Switch every "instance" in the rows below to "object", leaving everything else unchanged.

[Dataset entries]
━━━━━━━━━━━━━━━━━━━━━━━━━━━━━━
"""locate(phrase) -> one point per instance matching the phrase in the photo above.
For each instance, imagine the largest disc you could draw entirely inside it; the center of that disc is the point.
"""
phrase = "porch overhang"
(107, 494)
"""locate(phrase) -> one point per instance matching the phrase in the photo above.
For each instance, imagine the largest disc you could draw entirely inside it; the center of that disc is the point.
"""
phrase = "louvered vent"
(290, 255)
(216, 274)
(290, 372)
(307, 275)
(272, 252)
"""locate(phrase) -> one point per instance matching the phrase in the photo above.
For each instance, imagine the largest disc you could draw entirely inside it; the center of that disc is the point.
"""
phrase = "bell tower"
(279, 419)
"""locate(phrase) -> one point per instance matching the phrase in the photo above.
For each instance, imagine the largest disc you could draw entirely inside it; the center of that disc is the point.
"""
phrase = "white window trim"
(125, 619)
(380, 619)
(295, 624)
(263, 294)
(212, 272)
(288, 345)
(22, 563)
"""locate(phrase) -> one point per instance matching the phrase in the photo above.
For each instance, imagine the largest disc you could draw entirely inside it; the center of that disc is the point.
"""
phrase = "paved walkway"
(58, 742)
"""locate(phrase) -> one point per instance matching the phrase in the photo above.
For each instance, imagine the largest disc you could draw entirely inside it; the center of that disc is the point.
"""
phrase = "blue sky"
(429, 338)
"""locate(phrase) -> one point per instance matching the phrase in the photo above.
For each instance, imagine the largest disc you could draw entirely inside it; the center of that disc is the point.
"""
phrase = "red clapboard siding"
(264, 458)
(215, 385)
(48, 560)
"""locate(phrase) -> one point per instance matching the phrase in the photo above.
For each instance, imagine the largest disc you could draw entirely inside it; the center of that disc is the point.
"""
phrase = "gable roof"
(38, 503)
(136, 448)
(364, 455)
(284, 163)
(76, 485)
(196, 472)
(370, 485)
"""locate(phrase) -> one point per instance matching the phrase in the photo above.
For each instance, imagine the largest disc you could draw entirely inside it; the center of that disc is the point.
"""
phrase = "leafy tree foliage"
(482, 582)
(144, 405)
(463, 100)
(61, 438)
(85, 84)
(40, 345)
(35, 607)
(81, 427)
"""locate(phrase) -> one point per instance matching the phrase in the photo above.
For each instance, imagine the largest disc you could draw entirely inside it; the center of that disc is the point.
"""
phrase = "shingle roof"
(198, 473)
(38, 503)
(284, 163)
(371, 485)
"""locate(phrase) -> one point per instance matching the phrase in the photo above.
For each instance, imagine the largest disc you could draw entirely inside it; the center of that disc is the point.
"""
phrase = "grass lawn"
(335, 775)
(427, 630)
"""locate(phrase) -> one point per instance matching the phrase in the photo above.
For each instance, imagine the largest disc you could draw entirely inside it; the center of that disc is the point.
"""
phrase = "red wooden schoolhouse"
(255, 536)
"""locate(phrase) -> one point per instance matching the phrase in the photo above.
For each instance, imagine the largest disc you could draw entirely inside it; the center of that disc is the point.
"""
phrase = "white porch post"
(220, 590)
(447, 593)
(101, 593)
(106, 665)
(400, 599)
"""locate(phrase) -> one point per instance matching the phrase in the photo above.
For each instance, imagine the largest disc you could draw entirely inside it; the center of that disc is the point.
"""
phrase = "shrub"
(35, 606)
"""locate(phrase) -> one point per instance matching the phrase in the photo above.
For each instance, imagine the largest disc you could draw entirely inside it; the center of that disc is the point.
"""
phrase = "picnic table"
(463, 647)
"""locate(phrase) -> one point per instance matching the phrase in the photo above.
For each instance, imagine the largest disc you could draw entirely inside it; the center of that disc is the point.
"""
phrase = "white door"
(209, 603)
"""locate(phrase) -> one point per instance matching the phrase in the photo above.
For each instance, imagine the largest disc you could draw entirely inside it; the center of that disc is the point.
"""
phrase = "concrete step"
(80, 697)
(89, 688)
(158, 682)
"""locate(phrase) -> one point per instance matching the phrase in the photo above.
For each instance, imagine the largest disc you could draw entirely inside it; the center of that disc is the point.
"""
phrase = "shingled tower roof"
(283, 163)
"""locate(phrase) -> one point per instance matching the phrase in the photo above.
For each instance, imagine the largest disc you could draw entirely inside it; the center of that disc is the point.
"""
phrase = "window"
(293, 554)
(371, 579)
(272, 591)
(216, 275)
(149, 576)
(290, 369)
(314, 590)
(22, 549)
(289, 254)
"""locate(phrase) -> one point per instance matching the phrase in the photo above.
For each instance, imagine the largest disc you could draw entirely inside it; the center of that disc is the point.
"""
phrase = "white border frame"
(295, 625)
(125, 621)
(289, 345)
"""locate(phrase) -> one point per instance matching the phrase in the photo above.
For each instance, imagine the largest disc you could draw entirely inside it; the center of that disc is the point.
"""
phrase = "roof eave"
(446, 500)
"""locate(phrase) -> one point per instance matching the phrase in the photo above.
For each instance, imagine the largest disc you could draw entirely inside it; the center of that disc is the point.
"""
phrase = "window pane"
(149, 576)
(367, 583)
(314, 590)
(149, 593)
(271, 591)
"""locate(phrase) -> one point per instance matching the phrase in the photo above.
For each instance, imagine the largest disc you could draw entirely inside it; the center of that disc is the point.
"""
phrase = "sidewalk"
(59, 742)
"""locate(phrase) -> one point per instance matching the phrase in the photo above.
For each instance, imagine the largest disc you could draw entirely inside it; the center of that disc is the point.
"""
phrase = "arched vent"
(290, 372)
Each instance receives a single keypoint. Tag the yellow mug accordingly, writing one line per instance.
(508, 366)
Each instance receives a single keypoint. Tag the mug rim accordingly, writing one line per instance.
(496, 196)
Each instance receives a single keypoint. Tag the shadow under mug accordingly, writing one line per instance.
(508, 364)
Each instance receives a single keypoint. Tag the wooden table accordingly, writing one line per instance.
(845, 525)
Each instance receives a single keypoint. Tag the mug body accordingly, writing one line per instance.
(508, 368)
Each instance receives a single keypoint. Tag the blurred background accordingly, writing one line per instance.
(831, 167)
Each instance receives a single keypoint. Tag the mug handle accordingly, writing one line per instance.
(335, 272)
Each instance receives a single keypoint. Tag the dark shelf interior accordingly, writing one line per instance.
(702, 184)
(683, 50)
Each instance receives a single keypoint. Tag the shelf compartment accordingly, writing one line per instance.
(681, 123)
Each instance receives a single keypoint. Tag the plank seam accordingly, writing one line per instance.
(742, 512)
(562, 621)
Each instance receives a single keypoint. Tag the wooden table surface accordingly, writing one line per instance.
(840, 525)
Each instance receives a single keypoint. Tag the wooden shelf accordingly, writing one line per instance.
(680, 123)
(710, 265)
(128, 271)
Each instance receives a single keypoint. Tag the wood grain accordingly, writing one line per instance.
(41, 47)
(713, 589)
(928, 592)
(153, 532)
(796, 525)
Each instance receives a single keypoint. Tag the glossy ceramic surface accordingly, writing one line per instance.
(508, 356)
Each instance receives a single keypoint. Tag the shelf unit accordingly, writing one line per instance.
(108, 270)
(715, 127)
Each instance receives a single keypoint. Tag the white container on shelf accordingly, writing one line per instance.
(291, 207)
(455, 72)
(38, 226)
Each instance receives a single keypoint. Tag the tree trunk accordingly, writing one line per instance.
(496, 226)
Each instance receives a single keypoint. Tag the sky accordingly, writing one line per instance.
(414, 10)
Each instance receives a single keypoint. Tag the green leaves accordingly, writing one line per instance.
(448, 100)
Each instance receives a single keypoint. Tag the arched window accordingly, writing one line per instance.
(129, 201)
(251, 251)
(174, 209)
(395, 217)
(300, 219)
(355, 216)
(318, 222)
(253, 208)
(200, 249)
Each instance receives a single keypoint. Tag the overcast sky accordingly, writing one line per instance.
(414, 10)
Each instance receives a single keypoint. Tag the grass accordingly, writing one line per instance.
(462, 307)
━━━━━━━━━━━━━━━━━━━━━━━━━━━━━━
TASK RESPONSE:
"""locate(phrase) -> one point per object matching the phrase in the photo above.
For each object, imagine the largest disc you could draw entirely inside it; the center of that disc is the point.
"""
phrase = "porch overhang"
(107, 494)
"""locate(phrase) -> one point per object matching the phrase in the photo above.
For each object, imagine the largest disc you could draw entirely inside it; the center of that disc is the point.
"""
phrase = "louvered vent"
(290, 255)
(216, 274)
(290, 372)
(307, 275)
(272, 252)
"""locate(phrase) -> one point per object matching the phrase in the photo above.
For each object, imagine the largest disc you could draw entirely inside it; the center of that disc is the point.
"""
phrase = "bell tower"
(279, 419)
"""locate(phrase) -> one point per object matching the phrase in the photo above.
For each object, imagine the largest disc you could draw entirely inside it; the center of that disc is the point.
"""
phrase = "white window trim"
(125, 619)
(380, 619)
(295, 624)
(263, 294)
(212, 272)
(288, 345)
(22, 563)
"""locate(phrase) -> one point per object matching the phrase in the photo above.
For each object, imagine the largest disc you could draw entirely inside it; the center of that disc is the point.
"""
phrase = "paved walkway"
(58, 742)
"""locate(phrase) -> one point per object matching the phrase in the photo above.
For each object, imagine the largest disc you could draw entirely inside it; the center of that disc is the point.
"""
phrase = "blue sky"
(429, 338)
"""locate(phrase) -> one point per object matching the phrase in the photo above.
For each object, imagine the largest disc you could draw entirely inside it; the center of that disc is the point.
"""
phrase = "red clapboard siding"
(264, 458)
(215, 385)
(48, 560)
"""locate(phrase) -> one point per object matching the phrase in the photo above.
For each object, imagine the largest disc you could draw entirely inside it; the center of that disc is the point.
"""
phrase = "gable roof"
(38, 503)
(136, 448)
(364, 455)
(284, 163)
(76, 485)
(196, 472)
(370, 485)
"""locate(phrase) -> one point per object matching the phrase in the photo above.
For each object, imagine the largest disc you could draw entirely inside it; the center of that disc is the point.
"""
phrase = "leafy tree foliage"
(482, 582)
(144, 405)
(463, 100)
(61, 438)
(85, 84)
(40, 345)
(35, 607)
(81, 427)
"""locate(phrase) -> one point per object matching the phrase in the photo above.
For each object, imagine the largest disc you could draw entirely inside it; the center of that disc is the point.
"""
phrase = "shingle roof"
(198, 473)
(38, 503)
(284, 163)
(371, 485)
"""locate(phrase) -> one point per object matching the phrase in the photo above.
For each object, imagine the largest disc you could draw entirely inside it; the center of that disc is the point.
"""
phrase = "grass lawn"
(335, 775)
(427, 630)
"""locate(phrase) -> one point per object matching the phrase in the photo above.
For each object, imagine the largest disc you could draw entirely inside it; the center of that disc is the point.
"""
phrase = "red wooden schoolhouse"
(255, 536)
"""locate(phrase) -> one point per object matching the phrase in the photo above.
For each object, imagine the largest disc you could draw entirely inside it; the center of that disc is the point.
"""
phrase = "white porch post"
(220, 590)
(447, 593)
(101, 593)
(106, 665)
(400, 599)
"""locate(phrase) -> one point per object matching the phrase in the photo above.
For each object, imagine the largest disc you could draw entirely inside it; the center of that disc is the point.
"""
phrase = "shrub"
(35, 606)
"""locate(phrase) -> one point per object matching the phrase in the photo above.
For each object, imagine the largest disc you could draw entirely inside it; the center of that disc is the point.
"""
phrase = "picnic table"
(463, 647)
"""locate(phrase) -> one point per object matching the phrase in the photo above.
For each object, imagine the largest disc you could draw entirely inside it; the center of that disc is the point.
"""
phrase = "white door"
(209, 603)
"""locate(phrase) -> one point per object matching the phrase in the photo above.
For each object, imagine the largest disc you could draw entirely inside it; the center of that disc is the point.
"""
phrase = "concrete step"
(80, 697)
(89, 688)
(158, 682)
"""locate(phrase) -> one point per object matching the phrase in the photo above.
For each object, imagine the largest disc you could draw entirely inside it; the center of that disc is the point.
"""
phrase = "shingled tower roof"
(283, 163)
"""locate(phrase) -> one point per object matching the phrase in the photo above.
For each object, imagine the largest disc you could draw entirely inside it; the center of that disc is the point.
"""
phrase = "window"
(293, 554)
(371, 579)
(272, 591)
(216, 275)
(149, 576)
(290, 369)
(314, 590)
(22, 549)
(289, 254)
"""locate(phrase) -> one point per object matching the phrase in the photo above.
For each object, imagine the largest disc you could draw entirely inside it; the center of that disc is the point.
"""
phrase = "white border frame"
(295, 625)
(125, 621)
(289, 345)
"""locate(phrase) -> one point per object matching the phrase in the photo above.
For each object, imagine the largest disc you could draw entirely inside it; the center of that disc is the point.
"""
phrase = "roof eave"
(446, 500)
"""locate(phrase) -> one point per object matching the phrase in the photo above.
For each object, imagine the largest disc you could draw entirely inside it; the center of that disc is the point.
"""
phrase = "window pane"
(149, 576)
(367, 583)
(314, 590)
(149, 593)
(271, 591)
"""locate(phrase) -> one point per object matching the phrase in the photo above.
For each object, imagine the largest disc you could draw entirely inside it; the center of that disc is the point.
"""
phrase = "sidewalk"
(59, 742)
"""locate(phrase) -> one point per object matching the phrase in the photo above.
For each object, imagine the largest disc you could draw entirely inside it; the center of that disc is the point.
"""
phrase = "arched vent"
(290, 372)
Each object receives a single keypoint. Tag the yellow mug accordingly, writing one line per object.
(508, 366)
Each object receives a single keypoint. Tag the mug rim accordingly, writing one line per object.
(496, 196)
Each object receives a single keypoint. Tag the shadow under mug accordingly, writing one line per object.
(508, 364)
Each object receives a single keypoint. Tag the wooden table accordingly, writing one line per object.
(845, 525)
Each object receives a single keypoint. Tag the mug body accordingly, writing one line per object.
(508, 368)
Each object receives a single keypoint. Tag the blurred background accordingly, writing one line per object.
(831, 167)
Each object receives a single keypoint. Tag the mug handle accordingly, writing one line per object.
(335, 272)
Each object receives a single keypoint. Tag the dark shelf interior accordingly, writing one line per object.
(702, 184)
(683, 50)
Each object receives a single keypoint. Tag the shelf compartment accordingly, writing one line per object.
(681, 123)
Each object receives a single keypoint. Tag the plank seam accordingly, writing one line per object.
(742, 512)
(562, 621)
Each object receives a single keypoint. Tag the wooden table surface accordingly, writing one line per object.
(840, 525)
Each object receives a single keypoint. Tag the wooden shelf accordingly, writing one line per object.
(680, 123)
(710, 265)
(128, 271)
Each object receives a single keypoint. Tag the wood grain accordingly, writing one line per object.
(41, 47)
(713, 589)
(928, 592)
(153, 532)
(796, 525)
Each object receives a single keypoint. Tag the glossy ceramic surface accordingly, writing one line per object.
(508, 356)
Each object receives a single keypoint. Tag the shelf unit accordingly, writing one line per object.
(108, 270)
(715, 127)
Each object receives a single keypoint. Tag the white container on shelf accordingly, writing one line per object.
(291, 207)
(455, 72)
(38, 226)
Each object receives a single keypoint. Tag the tree trunk accordingly, writing one line per object.
(496, 226)
Each object receives a single keypoint. Tag the sky accordingly, writing one line per object.
(414, 10)
Each object receives a single keypoint. Tag the green leaves accordingly, writing one line per object.
(448, 100)
Each object receives a single keypoint. Tag the arched window accordingly, writing one line per object.
(129, 201)
(251, 251)
(174, 209)
(395, 217)
(300, 219)
(355, 216)
(318, 222)
(253, 208)
(200, 249)
Each object receives a single keypoint. Tag the overcast sky accordingly, writing one line per object.
(414, 10)
Each object receives a single keypoint. Tag the grass accordingly, writing one line per object.
(462, 307)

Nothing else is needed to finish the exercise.